» **Brief**: Resume the text on the Humboldt Extension for ecological inventories, writing on from its last sentence.

1 Introduction (non-normative)

1.1 Status of the content of this document

Section 3 of this document is normative, serving as official guidelines in application of the Humboldt Extension. The other sections are non-normative and designed to help improve overall understanding in application and interpretation of the Extension.

1.2 RFC 2119 keywords


The key words “MUST”, “MUST NOT”, “REQUIRED”, “SHALL”, “SHALL NOT”, “SHOULD”, “SHOULD NOT”, “RECOMMENDED”, “MAY”, and “OPTIONAL” in this document are to be interpreted as described in BCP 14 [RFC2119] [RFC8174] when, and only when, they are written in capitals (as shown here).

1.3 Namespaces and terminology

The namespace eco: abbreviates terms minted for the Humboldt Extension for ecological inventories (http://rs.tdwg.org/eco/terms/). dwc: abbreviates terms from the main Darwin Core vocabulary namespace (http://rs.tdwg.org/dwc/terms/).

Words in code markup are term IRIs or literal values. The word “organism” is used colloquially and is not used in the technical sense of the dwc:Organism class, unless specifically presented as “dwc:Organism.” The word “Event” is used in the technical sense of the dwc:Event class. “Humboldt Extension” is an abbreviation for the “Humboldt Extension for Ecological Inventories.”

1.4 Intended audience and use for this document

The information in this document is targeted at data providers, data aggregators, and data consumers. Data providers are the individuals responsible for mapping ecological inventory data into an Event-based Darwin Core Archive format that includes the Humboldt Extension. Data aggregators and data consumers can use this document to better understand the data shared by data providers, specifically with respect to the relationships between hierarchical dwc:Event levels and when it is or is not appropriate to make inferences about attributes such as abundance or absence of detection.

2 Rationale (non-normative)

Ecological inventories in the context of Darwin Core can be considered as types of dwc:Events — they are actions that occur at specific locations over defined periods of time. The terms in the Humboldt Extension are all properties of a dwc:Event.

There are many types of ecological inventory, ranging from singular observations of individual taxa (1 event:1 observation; Example 1 in Figure 1) to highly structured and deeply nested observations within other observations (e.g., 1 event:2 sub-events, each sub-event:2 sub-sub-events; Example 4 in Figure 1). The need for guidance on how to capture the details of nested observations (dwc:Event hierarchies) is the rationale for this document. Nested sampling designs can be translated into a relational database schema of parent-child dwc:Event relationships (a parent event with one or more child sub-events; Figure 1). This document describes the circumstances under which specific properties of parent and child dwc:Events SHOULD be populated based on the parent-child relationship.

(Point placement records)
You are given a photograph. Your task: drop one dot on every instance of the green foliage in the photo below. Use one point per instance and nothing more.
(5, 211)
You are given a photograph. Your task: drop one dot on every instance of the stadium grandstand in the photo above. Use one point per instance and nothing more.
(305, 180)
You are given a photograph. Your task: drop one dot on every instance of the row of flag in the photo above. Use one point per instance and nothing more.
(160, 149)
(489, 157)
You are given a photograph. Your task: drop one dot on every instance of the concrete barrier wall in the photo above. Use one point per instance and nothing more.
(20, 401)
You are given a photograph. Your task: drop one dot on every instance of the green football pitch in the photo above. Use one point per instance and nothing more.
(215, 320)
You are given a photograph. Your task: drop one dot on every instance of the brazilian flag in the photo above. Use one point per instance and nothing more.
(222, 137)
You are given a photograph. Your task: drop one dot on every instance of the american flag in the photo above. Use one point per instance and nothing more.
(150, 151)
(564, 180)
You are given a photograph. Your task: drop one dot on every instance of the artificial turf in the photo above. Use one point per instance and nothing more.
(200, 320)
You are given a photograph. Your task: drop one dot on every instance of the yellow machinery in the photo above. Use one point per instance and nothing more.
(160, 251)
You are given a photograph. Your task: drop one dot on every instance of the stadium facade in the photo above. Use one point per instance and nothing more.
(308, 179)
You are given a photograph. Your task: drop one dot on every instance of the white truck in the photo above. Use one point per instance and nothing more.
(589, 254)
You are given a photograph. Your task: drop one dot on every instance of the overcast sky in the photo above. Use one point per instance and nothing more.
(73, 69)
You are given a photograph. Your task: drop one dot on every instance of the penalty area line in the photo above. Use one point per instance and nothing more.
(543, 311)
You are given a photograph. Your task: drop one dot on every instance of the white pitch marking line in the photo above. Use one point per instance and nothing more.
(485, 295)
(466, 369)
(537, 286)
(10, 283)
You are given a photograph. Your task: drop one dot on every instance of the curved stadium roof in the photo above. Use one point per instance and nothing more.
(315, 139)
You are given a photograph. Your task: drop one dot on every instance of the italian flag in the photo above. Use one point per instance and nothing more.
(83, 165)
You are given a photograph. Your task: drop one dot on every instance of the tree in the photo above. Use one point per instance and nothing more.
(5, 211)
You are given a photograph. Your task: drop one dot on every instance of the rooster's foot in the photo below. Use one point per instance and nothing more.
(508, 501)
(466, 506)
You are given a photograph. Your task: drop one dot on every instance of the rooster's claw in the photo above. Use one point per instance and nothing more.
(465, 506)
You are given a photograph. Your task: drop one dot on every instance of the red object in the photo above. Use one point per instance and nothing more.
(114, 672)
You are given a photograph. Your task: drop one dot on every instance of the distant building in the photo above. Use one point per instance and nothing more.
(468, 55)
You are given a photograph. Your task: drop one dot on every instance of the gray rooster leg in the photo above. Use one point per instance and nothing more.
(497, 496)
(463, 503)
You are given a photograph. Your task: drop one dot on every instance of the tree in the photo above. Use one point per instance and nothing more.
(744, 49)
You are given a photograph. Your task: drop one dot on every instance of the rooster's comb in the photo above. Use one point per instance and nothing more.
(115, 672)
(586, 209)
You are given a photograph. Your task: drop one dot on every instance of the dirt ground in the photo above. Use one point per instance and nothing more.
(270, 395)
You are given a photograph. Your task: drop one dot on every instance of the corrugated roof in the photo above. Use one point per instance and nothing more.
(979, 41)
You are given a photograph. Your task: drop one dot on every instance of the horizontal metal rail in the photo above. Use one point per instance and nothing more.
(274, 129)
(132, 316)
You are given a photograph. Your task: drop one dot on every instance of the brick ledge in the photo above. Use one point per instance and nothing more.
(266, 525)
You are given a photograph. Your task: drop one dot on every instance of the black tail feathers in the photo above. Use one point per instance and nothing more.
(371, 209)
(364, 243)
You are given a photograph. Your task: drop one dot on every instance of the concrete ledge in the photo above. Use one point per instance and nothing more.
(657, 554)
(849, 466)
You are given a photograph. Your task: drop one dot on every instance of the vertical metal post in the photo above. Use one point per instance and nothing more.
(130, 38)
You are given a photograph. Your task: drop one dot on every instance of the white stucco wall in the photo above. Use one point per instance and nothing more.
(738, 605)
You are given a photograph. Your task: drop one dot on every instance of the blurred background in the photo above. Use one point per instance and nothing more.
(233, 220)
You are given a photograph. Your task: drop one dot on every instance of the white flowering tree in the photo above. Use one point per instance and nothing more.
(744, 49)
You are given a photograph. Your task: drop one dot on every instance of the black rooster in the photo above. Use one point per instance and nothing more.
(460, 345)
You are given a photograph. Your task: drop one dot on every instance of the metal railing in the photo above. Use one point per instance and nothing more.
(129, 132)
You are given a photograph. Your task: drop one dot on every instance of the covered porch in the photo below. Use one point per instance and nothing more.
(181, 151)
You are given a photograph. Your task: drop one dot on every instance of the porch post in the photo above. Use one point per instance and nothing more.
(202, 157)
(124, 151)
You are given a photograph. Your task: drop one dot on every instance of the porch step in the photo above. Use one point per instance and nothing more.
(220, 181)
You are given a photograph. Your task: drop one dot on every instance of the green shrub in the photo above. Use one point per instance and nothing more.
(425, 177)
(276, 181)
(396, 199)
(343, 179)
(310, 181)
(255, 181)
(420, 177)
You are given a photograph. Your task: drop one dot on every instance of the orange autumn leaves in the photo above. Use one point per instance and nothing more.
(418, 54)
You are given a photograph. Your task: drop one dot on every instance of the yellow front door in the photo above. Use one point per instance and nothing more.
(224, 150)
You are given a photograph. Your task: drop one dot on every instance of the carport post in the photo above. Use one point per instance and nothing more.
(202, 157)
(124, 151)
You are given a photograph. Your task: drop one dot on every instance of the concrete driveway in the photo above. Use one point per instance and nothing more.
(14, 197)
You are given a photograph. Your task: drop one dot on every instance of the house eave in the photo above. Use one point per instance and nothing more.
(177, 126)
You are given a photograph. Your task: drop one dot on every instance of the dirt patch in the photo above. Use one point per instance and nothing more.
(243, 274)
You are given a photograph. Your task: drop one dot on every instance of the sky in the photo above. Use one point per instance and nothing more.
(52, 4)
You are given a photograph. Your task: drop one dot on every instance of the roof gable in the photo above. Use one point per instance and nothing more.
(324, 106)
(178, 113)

» **Response to this task**:
Note that the proposed structure for sharing ecological inventories does not follow typical database practice. Whilst a (relational) database would store information in multiple tables to avoid repetition of key information, datasets shared using the Darwin Core archive format and the Humboldt Extension instead use a “flattened” structure. In order to share inventory data such that no information is lost and no information is incorrectly inferred, one SHOULD report all information at all applicable levels. The rules for applicability and how to populate terms at parent and child levels in the dwc:Event hierarchy are captured in section 3.2 Guiding principles and in section 3.3 Implementation principles.

Illustration of four examples of nested dwc:Events

Figure 1. Visual representation of an ecological inventory illustrating four examples of occurrence data associated with dwc:Events nested within parent dwc:Events, at varying levels of complexity ranging from low (Example 1) to high (Example 4).

3 Usage guidelines (normative)

3.1 Definitions

Inventory dataset - An inventory (dataset) consists of one or more dwc:Events that MAY be related to each other in a hierarchy of parent and child dwc:Events. This is not new to the capabilities or intentions of Darwin Core.

Inventory hierarchy - A set of related dwc:Events, in which a narrower dwc:Event (child) points to the related broader dwc:Event (parent) via the child’s dwc:parentEventID. A higher-level dwc:Event generally contains information about the inventory design that applies to all of its children.

Parent dwc:Event - A parent dwc:Event is any dwc:Event whose dwc:eventID is a dwc:parentEventID for at least one other dwc:Event (e.g. EVENT_01 in Figure 2).

Child dwc:Event - A child dwc:Event is any dwc:Event whose dwc:parentEventID is populated with the dwc:eventID of another dwc:Event (e.g. EVENT_02 or EVENT_03 in Figure 2).

Visual representation of parent/child relationship

Figure 2. Visual representation of an inventory hierarchy illustrating parent-child dwc:Event relations. The higher-level (parent) dwc:Event, EVENT_01, may include general information about the inventory design. Species occurrences are captured for two child dwc:Events (EVENT_02 and EVENT_03).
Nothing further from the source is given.